▶ _Action item_
Write out the data exactly, every line included.
Available records below:
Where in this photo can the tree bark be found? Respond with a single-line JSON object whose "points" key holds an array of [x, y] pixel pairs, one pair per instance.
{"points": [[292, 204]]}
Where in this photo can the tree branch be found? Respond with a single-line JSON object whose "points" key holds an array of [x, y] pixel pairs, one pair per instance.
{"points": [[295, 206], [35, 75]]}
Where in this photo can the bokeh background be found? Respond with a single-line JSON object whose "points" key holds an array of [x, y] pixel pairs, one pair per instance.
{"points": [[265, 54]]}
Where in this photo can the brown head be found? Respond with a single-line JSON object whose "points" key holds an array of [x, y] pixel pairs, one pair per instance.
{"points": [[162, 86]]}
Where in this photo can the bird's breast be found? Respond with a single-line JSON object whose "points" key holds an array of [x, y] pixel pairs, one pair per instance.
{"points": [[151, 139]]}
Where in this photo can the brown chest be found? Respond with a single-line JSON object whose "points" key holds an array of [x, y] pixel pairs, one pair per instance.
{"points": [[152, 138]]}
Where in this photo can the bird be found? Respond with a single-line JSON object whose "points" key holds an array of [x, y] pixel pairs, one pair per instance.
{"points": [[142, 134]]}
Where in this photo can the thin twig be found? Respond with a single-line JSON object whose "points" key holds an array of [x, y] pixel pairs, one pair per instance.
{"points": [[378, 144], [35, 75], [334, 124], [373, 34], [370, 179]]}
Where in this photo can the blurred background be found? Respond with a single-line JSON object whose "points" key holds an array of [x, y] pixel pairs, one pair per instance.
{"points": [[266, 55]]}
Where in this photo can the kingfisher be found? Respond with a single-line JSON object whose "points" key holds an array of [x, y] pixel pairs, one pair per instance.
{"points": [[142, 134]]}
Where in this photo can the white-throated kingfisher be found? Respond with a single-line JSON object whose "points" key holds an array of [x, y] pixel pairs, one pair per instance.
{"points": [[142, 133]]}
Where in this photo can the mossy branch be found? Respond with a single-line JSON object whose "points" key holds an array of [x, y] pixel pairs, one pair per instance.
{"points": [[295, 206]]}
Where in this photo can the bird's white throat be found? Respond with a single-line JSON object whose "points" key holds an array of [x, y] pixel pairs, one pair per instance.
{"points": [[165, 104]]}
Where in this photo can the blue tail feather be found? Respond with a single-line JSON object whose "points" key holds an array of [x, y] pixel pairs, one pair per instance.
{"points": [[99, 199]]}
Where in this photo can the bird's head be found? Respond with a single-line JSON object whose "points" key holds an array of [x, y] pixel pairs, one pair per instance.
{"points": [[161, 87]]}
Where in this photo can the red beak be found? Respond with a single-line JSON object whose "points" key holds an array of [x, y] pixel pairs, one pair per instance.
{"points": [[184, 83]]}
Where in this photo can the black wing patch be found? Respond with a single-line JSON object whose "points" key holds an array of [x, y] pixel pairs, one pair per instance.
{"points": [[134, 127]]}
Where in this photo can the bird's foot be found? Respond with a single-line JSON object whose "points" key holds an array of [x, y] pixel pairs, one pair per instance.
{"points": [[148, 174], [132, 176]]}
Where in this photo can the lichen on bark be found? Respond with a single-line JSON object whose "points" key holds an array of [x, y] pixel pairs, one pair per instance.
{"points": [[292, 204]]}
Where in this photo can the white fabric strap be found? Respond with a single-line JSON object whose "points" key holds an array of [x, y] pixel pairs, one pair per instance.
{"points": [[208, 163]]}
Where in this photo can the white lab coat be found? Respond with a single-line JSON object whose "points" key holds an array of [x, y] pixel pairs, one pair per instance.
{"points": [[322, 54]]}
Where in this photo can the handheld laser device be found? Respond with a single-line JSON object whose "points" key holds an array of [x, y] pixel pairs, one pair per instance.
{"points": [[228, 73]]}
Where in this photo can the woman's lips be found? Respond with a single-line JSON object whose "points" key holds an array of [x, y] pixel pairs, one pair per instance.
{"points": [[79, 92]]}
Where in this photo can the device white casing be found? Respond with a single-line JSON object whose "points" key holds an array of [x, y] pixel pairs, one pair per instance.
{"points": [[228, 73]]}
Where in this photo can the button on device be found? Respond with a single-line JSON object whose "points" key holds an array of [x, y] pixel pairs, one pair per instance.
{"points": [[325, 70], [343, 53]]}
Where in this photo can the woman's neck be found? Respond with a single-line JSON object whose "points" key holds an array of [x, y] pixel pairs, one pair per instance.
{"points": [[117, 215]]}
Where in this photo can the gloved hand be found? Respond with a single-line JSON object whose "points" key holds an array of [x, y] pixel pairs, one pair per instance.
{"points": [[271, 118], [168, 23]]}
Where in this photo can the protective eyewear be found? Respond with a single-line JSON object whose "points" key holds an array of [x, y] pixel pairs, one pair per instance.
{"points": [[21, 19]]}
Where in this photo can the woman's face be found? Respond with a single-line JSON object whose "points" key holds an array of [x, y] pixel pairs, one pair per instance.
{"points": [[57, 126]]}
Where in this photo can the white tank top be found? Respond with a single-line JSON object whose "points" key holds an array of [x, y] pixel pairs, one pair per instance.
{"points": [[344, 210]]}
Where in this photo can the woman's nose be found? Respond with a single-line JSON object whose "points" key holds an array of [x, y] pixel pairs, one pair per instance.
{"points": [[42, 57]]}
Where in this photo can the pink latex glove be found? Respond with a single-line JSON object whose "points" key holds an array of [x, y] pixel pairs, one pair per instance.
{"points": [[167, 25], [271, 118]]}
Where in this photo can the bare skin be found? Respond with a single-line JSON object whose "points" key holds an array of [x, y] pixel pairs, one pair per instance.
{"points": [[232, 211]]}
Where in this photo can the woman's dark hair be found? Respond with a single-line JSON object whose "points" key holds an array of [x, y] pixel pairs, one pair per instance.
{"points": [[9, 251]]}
End of Available records.
▶ _Task response_
Where in this photo can the tree bark be found? Respond with a single-line JSON object whose "points" key holds an array of [x, y] pixel pairs, one pair per instance.
{"points": [[292, 204]]}
Where in this photo can the tree branch be found? Respond with a single-line JSON object whose "points" key holds an array of [x, y] pixel pairs, one pair per instance.
{"points": [[295, 206], [35, 75]]}
Where in this photo can the bokeh background be found? Respond with a single-line JSON object whose "points" key holds an array of [x, y] pixel pairs, one pair per instance.
{"points": [[265, 54]]}
Where in this photo can the brown head be found? Respond with a single-line JSON object whose "points" key holds an array of [x, y] pixel pairs, one pair per instance.
{"points": [[162, 86]]}
Where in this photo can the bird's breast be found? Respond with a single-line JSON object whose "points" key holds an array of [x, y] pixel pairs, one pair per instance.
{"points": [[151, 139]]}
Where in this photo can the brown chest be found? Respond with a single-line JSON object whose "points" key holds an array of [x, y] pixel pairs, one pair per instance.
{"points": [[152, 138]]}
Where in this photo can the bird be found? Respond with a single-line JSON object whose "points" key holds an array of [x, y] pixel pairs, one pair per instance.
{"points": [[142, 134]]}
Where in this photo can the thin twig be found? Respond with a single-line JSON object whose "points" key holds an array of [x, y] pixel pairs, one pair per instance.
{"points": [[378, 144], [35, 75], [334, 124], [373, 34], [370, 179]]}
Where in this photo can the blurred background be found? Respond with a single-line JSON object whose "points" key holds an array of [x, y] pixel pairs, one pair per instance.
{"points": [[266, 55]]}
Where in this photo can the kingfisher be found? Respond with a single-line JSON object whose "points" key holds an array of [x, y] pixel pairs, one pair per instance.
{"points": [[142, 134]]}
Where in this photo can the white-throated kingfisher be found? Respond with a single-line JSON object whose "points" key holds an array of [x, y] pixel pairs, one pair per instance.
{"points": [[142, 133]]}
Where in this photo can the mossy branch be found? Respond with a single-line JSON object whose "points" key holds an array of [x, y] pixel pairs, one pair per instance.
{"points": [[295, 206]]}
Where in this photo can the bird's white throat be found? Respond with a single-line JSON object whose "points" key holds an array of [x, y] pixel pairs, one pair per instance.
{"points": [[165, 104]]}
Where in this photo can the blue tail feather be found? Respond with a single-line JSON object whose "points" key holds an array of [x, y] pixel pairs, one pair per instance.
{"points": [[99, 199]]}
Where in this photo can the bird's head be found? Respond with a single-line JSON object whose "points" key holds an array of [x, y] pixel pairs, one pair per instance.
{"points": [[161, 87]]}
Where in this photo can the red beak be found? Respond with a single-line JSON object whose "points" key holds an array of [x, y] pixel pairs, one pair per instance.
{"points": [[184, 83]]}
Where in this photo can the black wing patch be found? Respond with a single-line JSON object whose "points" key holds an array of [x, y] pixel pairs, one pair per instance.
{"points": [[134, 127]]}
Where in this photo can the bird's foot be found? Respond with a single-line JSON object whose "points" key holds an array of [x, y] pixel pairs, one pair per instance.
{"points": [[148, 174], [132, 176]]}
Where in this photo can the lichen on bark be found? Respond with a single-line JSON object whose "points" key holds an array of [x, y] pixel pairs, one pair per instance.
{"points": [[292, 204]]}
Where in this photo can the white fabric strap be found? Respond with a single-line JSON object whose "points" key holds an array of [x, y] pixel pairs, one pair per instance.
{"points": [[208, 163]]}
Where in this photo can the white lab coat be found? Respond with a single-line JSON object whose "points" key holds an array of [x, y] pixel pairs, one pair per instance.
{"points": [[322, 54]]}
Where in this photo can the handheld laser device be found? Respond with a single-line JSON object whose "points" key holds an array of [x, y] pixel pairs, one pair per instance.
{"points": [[228, 73]]}
Where in this photo can the woman's lips be found? Respond with a single-line JSON object whose "points" key holds an array of [x, y] pixel pairs, one pair per instance.
{"points": [[79, 92]]}
Where in this photo can the device white casing be found? Respond with a single-line JSON object whose "points" key holds an array of [x, y] pixel pairs, one pair per instance.
{"points": [[228, 73]]}
Where in this photo can the button on device be found? Respond with a single-line JSON object whose "points" key holds an array of [x, y] pixel pairs, one pair per instance.
{"points": [[325, 70], [343, 53]]}
Where in this photo can the woman's neck be found? Respond with a single-line JSON object whose "points" key holds an array of [x, y] pixel pairs, one pair per instance.
{"points": [[117, 215]]}
Where in this photo can the gloved hand be found? Respond with a single-line JSON object whose "points" key holds an array of [x, y] pixel pairs, one pair per instance.
{"points": [[271, 118], [168, 23]]}
Where in this photo can the protective eyewear be found? Respond with a single-line JSON object whose "points" key holds an array of [x, y] pixel pairs, one pair per instance.
{"points": [[21, 19]]}
Where in this photo can the woman's face be found? Respond with a single-line JSON object whose "points" key holds an array of [x, y] pixel pairs, one pair per instance.
{"points": [[57, 126]]}
Where in this photo can the white tank top be found? Respond with a single-line JSON object whose "points" key holds an array of [x, y] pixel pairs, one pair per instance.
{"points": [[344, 210]]}
Where in this photo can the woman's nose be found? Respond with a single-line JSON object whose "points" key holds an array of [x, y] pixel pairs, one pair per instance.
{"points": [[42, 57]]}
Where in this photo can the pink latex glove be found? Respond with a single-line JSON object whose "points" key holds an array of [x, y] pixel pairs, one pair per instance.
{"points": [[167, 25], [271, 118]]}
Where in this photo can the bare skin be found? Respond with a single-line JSON object whose "points" key holds an array of [x, y] pixel pairs, one pair per instance.
{"points": [[232, 211]]}
Where in this photo can the woman's dark hair be found? Respond with a single-line JSON object whose "points" key holds an array of [x, y] pixel pairs, one pair per instance.
{"points": [[9, 251]]}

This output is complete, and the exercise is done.